## start

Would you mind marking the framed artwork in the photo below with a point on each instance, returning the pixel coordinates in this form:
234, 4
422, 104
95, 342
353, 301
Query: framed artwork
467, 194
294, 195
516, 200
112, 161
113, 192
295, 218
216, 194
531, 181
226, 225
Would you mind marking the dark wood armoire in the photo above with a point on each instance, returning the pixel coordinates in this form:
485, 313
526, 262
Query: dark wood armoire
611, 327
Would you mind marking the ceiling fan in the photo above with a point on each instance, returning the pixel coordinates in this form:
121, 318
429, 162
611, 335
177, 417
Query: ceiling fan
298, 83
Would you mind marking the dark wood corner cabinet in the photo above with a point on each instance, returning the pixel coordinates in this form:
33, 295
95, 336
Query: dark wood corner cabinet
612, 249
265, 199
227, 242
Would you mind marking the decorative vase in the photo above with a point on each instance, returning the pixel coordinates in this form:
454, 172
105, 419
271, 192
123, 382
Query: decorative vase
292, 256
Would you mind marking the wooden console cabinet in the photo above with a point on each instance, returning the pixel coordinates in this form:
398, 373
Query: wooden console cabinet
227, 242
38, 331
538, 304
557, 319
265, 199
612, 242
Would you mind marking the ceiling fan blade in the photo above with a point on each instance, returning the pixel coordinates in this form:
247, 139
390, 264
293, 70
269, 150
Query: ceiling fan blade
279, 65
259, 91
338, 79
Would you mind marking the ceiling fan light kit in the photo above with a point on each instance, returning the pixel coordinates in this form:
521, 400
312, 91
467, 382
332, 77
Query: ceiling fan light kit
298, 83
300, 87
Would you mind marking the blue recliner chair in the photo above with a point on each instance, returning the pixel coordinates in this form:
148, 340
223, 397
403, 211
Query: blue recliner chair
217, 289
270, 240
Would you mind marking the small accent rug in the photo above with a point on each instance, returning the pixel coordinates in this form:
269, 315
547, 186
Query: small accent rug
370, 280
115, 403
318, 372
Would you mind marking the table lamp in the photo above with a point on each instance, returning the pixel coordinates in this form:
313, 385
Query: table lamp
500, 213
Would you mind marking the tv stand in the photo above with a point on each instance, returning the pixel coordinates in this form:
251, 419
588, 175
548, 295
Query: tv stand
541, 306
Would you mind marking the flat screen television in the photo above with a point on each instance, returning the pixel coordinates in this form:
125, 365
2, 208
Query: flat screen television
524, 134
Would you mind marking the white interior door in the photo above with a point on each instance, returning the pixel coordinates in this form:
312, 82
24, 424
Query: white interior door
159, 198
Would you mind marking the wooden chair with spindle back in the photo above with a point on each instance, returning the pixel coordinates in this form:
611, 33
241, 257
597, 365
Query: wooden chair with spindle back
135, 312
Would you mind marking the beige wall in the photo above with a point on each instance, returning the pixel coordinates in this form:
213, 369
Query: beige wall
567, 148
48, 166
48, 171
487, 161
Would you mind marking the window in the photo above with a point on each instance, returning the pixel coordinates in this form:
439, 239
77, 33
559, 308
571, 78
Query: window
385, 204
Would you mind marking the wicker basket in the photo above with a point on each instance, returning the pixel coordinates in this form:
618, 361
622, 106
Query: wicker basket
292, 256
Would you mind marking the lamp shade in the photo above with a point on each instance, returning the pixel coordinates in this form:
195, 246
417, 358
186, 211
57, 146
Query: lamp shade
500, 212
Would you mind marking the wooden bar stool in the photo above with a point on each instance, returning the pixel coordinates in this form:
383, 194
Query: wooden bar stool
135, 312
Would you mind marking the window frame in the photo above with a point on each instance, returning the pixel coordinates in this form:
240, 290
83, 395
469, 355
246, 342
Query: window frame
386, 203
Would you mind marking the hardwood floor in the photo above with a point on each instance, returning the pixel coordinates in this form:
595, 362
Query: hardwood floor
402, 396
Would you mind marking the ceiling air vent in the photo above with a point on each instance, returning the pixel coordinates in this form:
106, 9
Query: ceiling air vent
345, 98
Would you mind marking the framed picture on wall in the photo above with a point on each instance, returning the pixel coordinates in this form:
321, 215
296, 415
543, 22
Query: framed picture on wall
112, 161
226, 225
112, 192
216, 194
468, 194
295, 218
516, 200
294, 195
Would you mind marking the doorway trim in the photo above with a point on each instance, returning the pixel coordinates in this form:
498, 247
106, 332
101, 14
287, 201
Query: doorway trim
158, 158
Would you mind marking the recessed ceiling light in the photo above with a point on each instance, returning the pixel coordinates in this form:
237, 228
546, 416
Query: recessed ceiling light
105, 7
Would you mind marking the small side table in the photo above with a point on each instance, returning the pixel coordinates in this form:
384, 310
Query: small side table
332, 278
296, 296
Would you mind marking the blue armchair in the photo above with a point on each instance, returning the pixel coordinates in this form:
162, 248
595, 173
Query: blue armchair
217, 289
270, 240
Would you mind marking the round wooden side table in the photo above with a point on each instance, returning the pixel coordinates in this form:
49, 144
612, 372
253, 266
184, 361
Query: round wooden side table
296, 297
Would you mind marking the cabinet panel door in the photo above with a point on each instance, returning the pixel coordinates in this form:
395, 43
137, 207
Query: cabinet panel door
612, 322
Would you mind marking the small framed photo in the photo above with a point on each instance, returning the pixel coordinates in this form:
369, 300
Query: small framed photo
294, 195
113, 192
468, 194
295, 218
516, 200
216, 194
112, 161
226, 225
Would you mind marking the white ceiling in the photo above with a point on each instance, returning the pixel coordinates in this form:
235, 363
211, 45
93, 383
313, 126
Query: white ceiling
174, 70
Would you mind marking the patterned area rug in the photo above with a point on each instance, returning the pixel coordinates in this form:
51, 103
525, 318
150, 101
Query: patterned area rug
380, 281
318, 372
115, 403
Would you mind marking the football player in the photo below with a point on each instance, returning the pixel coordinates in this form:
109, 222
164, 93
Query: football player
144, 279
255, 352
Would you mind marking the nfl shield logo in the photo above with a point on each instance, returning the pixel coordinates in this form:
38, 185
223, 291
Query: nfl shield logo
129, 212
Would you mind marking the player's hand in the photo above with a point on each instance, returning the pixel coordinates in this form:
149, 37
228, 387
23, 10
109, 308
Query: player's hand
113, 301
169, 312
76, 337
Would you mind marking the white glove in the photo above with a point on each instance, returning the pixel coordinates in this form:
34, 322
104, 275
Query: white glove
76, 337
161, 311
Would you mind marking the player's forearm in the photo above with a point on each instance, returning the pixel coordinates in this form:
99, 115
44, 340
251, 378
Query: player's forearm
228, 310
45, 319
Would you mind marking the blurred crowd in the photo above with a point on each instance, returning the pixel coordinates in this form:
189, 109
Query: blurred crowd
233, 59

## end

» INSTRUCTION
Update all of the data above, changing each "pixel coordinates" to "image coordinates" and keeping everything else the same.

» EXERCISE RESULT
Would you mind marking the framed artwork in the photo below with a point on each instance, returning the image coordinates in this form:
234, 4
422, 104
95, 342
353, 301
Query: framed artwork
467, 194
294, 195
516, 200
112, 161
113, 192
295, 218
216, 194
531, 181
226, 225
Would you mind marking the dark wood armoire in the photo above with a point on each instance, returning the image coordinates in this form:
485, 313
526, 262
Query: dark wood armoire
611, 327
Would you mind marking the ceiling fan in the photo above with a point on each instance, returning the image coordinates in this form:
121, 318
429, 162
611, 335
177, 417
Query: ceiling fan
298, 83
Would you mind marking the dark wood corner cabinet in the photo above with a point on each instance, returning the image coordinates in this form:
33, 295
95, 336
Query: dark wood corner cabinet
612, 249
265, 199
227, 242
Would you mind marking the decorative vase in the photo above with a point on each instance, returning the image coordinates in this form:
454, 172
105, 419
271, 192
123, 382
Query: decorative vase
292, 256
Would you mind marking the wooden console cabinet in the photo above with a point on each instance, returning the image coordinates in this form:
398, 373
Query: wooden console cabinet
227, 242
38, 331
538, 304
557, 319
265, 199
612, 242
Would you mind marking the ceiling fan blade in the photo above with a point on each instance, returning the image coordinates in this form:
247, 139
390, 264
293, 70
269, 150
Query: ceiling fan blade
279, 65
259, 91
338, 79
Would you mind marking the ceiling fan light kit in the photo above with a point on each instance, returning the image coordinates in this form:
521, 400
312, 91
467, 382
332, 77
Query: ceiling fan light kit
298, 83
300, 87
Would you mind marking the blue recliner chair in the photo above with a point on each instance, returning the image coordinates in this form:
148, 340
223, 397
403, 211
Query: blue recliner chair
217, 289
270, 240
Would you mind marking the small accent rug in the photo above with a point on each instance, returning the image coordinates in this form:
269, 315
547, 186
Query: small accent rug
370, 280
115, 403
318, 372
Would you mind marking the table lamp in the photo above with a point on each instance, returning the image coordinates in this form:
313, 385
Query: table lamp
500, 213
Would you mind marking the tv stand in the photo above with a point on each instance, returning the image coordinates in this form:
251, 419
588, 175
548, 295
Query: tv stand
541, 306
Would you mind marking the flat screen television in the photo above with a point on each instance, returning the image coordinates in this form:
125, 365
2, 208
Query: flat screen television
524, 134
Would you mind marking the white interior door in the photo above with a point on each instance, returning the image coordinates in this form:
312, 82
24, 424
Query: white interior door
159, 198
Would you mind marking the wooden chair with spindle back in the photo above with a point on each instance, returning the image coordinates in this form:
611, 33
241, 257
597, 365
Query: wooden chair with spindle back
135, 312
Would you mind marking the beige wall in the photo above with a point on each instance, returning the image coordinates in this form:
213, 369
Query: beige wall
567, 148
48, 166
48, 171
487, 161
Would you mind marking the window in the photo above with a point on each instance, returning the image coordinates in this form:
439, 239
77, 33
559, 308
571, 78
Query: window
385, 204
Would you mind marking the wicker basket in the photo above with a point on each instance, returning the image coordinates in this form:
618, 361
622, 106
Query: wicker basket
292, 256
Would you mind marking the lamp shade in the photo above with a point on each instance, returning the image coordinates in this form:
195, 246
417, 358
186, 211
57, 146
Query: lamp shade
500, 212
Would you mind marking the wooden bar stool in the photo above with a point on each instance, returning the image coordinates in this form:
383, 194
Query: wooden bar stool
135, 312
Would you mind marking the window frame in the photo above with a point on each instance, returning the image coordinates in this form:
240, 290
83, 395
469, 355
246, 342
Query: window frame
386, 203
Would you mind marking the hardwood floor in the photo above with a point on each instance, returning the image coordinates in this form:
595, 362
Query: hardwood floor
402, 396
Would you mind marking the ceiling air vent in the photo above with a point on each instance, returning the image coordinates in this form:
106, 9
Query: ceiling air vent
345, 98
Would you mind marking the framed picture on wall in the photo above with a point on each instance, returning the image coordinates in this form:
321, 215
296, 415
543, 22
Query: framed picture on wall
112, 161
226, 225
112, 192
216, 194
468, 194
295, 218
516, 200
294, 195
Would you mind marking the doorway trim in the photo above with a point on each instance, returning the image coordinates in this form:
498, 247
106, 332
101, 14
287, 201
Query: doorway trim
158, 158
Would you mind marking the recessed ceiling light in the photo above with a point on each instance, returning the image coordinates in this form:
237, 228
546, 416
Query: recessed ceiling light
105, 7
Would you mind marking the small side table in the photo above with a point on each instance, returning the image coordinates in this form:
384, 310
Query: small side table
332, 278
296, 296
Would you mind marking the blue armchair in the photo above with a point on each instance, returning the image coordinates in this form:
162, 248
595, 173
Query: blue armchair
217, 289
270, 240
Would you mind marking the round wooden side table in the photo above with a point on each instance, returning the image coordinates in this form:
49, 144
612, 372
253, 266
184, 361
Query: round wooden side table
296, 297
Would you mind marking the cabinet panel door in the photo above with a point on each instance, returning the image coordinates in this form:
395, 43
137, 207
Query: cabinet panel door
612, 322
Would you mind marking the small framed photo in the photo above with a point on each instance, returning the image coordinates in this form:
369, 300
Query: small framed photo
294, 195
113, 192
468, 194
295, 218
516, 200
216, 194
112, 161
226, 225
Would you mind marking the white ceiling in the photo above with a point on each instance, returning the image coordinates in this form:
235, 363
211, 45
93, 383
313, 126
Query: white ceiling
174, 70
Would you mind marking the patterned area rug in the photo above with a point on each instance, returning the image coordinates in this form:
51, 103
525, 318
150, 101
Query: patterned area rug
380, 281
318, 372
115, 403
Would you mind marking the football player in the photo below with a point on each instance, returning the image coordinates in this form:
109, 222
164, 93
Query: football player
144, 279
255, 352
Would you mind marking the nfl shield logo in the photo above with a point on each instance, returning the image coordinates in this form:
38, 185
223, 291
Query: nfl shield logo
129, 212
Would you mind marking the player's hand in the photo above with a point on each instance, returning the image coordinates in this form:
149, 37
228, 387
23, 10
109, 308
Query: player's hand
113, 301
169, 312
76, 337
Would you mind marking the white glove in the photo above with a point on each instance, returning the image coordinates in this form:
34, 322
104, 275
Query: white glove
76, 337
161, 311
Would you mind marking the player's forearm in the photo above with a point on each instance, returning the image coordinates in this form:
99, 115
44, 340
251, 378
Query: player's forearm
228, 310
45, 319
Would you mind marking the blurred crowd in the photo above with a point on each instance, returning the image coordinates in this form:
189, 109
Query: blurred crowd
233, 59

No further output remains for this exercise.